What to do:
A: Please answer these questions from the column on music and Christmas:
(i) Which lessons does the writer regret not taking when younger?
(ii) How long did Claudio Baglioni's concert at the Vatican last?
(iii) Which song does the writer name as a favorite for the season?
B: Continue the column on music and Christmas from where it stops.

Document text:
_____

Stephen Calleja Wednesday, 21 December 2016, 11:15 Last update: about 8 years ago

Music is one of my passions. One of my greatest regrets is that I did not take up guitar or piano lessons when I was younger. They say it’s never too late to learn but now, at my age, everything becomes more difficult.

And yet I carry music in my heart, almost always have some songs playing in the background and, thankfully, I’ve transmitted this love on to both my son and daughter. They prefer different genres, of course, but we do share some common ground.

I write this article a few days after watching another masterpiece by Claudio Baglioni, who last Saturday was the protagonist of a nearly four-hour concert at the Vatican to raise funds for charity.

I already had something in mind to write for Christmas week, incidentally based on my favourite song for the season, the evergreen “Merry Christmas – War is Over” by John Lennon. And so I have chosen to form the headline of today’s piece by mixing up the title of last Saturday’s concert, “Avrai”, with Lennon’s song. After all, in the original “Avrai” song, Baglioni sings he would love to see his son live in a war-free world (una radio per sentire che la guerra è finita).

_____

Listing:
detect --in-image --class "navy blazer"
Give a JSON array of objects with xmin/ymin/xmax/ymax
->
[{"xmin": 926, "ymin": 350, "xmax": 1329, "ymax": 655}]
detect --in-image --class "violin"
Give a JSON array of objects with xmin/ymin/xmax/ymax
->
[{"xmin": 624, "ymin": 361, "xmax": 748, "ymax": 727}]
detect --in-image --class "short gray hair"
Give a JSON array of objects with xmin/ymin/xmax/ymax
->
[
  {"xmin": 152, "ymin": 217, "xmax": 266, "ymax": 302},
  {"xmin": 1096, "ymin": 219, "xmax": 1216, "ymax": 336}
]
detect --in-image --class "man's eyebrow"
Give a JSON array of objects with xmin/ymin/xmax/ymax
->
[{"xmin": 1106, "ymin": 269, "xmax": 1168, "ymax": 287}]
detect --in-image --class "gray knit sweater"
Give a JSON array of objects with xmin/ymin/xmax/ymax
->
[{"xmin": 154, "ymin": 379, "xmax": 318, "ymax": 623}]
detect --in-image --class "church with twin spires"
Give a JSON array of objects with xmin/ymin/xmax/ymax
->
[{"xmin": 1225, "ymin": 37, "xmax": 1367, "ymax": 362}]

_____

Answers to the problems:
A:
(i) Guitar or piano lessons.
(ii) Nearly four hours.
(iii) "Merry Christmas – War is Over" by John Lennon.

B:
Many years have passed since Lennon wrote that song (1972) and Baglioni his (1982), but war is definitely not over. Their idealist hopes, which I shared in the years when I was not cynical, are far from being near and, worse, far from being attainable. That’s why I allowed myself to add the word “not” in the headline. I’ve lost hope in humanity because evil always outsmarts the good. I cannot imagine a world without war.

Wars are not simply the daily battles we’ve seen in Syria and elsewhere in the past years. Neither are they only the terrorist attacks that have become so frequent these days, including in countries that are supposedly at peace. Wars are not just the decades-old situation in the Middle East.

We have become so immune to bad news that it no longer really shocks us. It’s as if we are expecting it and, when it happens, we just shrug our shoulders, barely spare a thought and move on. We might follow the media enough to get to know how many died, little realising that behind every number there are individuals who had their own lives, families and friends.

In Malta, we’re at war too. In the 1980s we had a divided country, a situation that was brought about by the effects of a perverse election result which led to five years of strife, anxiety and violence. We may now not be physically in battle, but there is no doubt that Malta was never as emotionally and mentally divided as it is today.

We’re at war because we are still a country made up of two tribes, with either side fomenting hatred against the other in the most vicious of ways, with the social media acting as a platform for insults, threats and personal attacks.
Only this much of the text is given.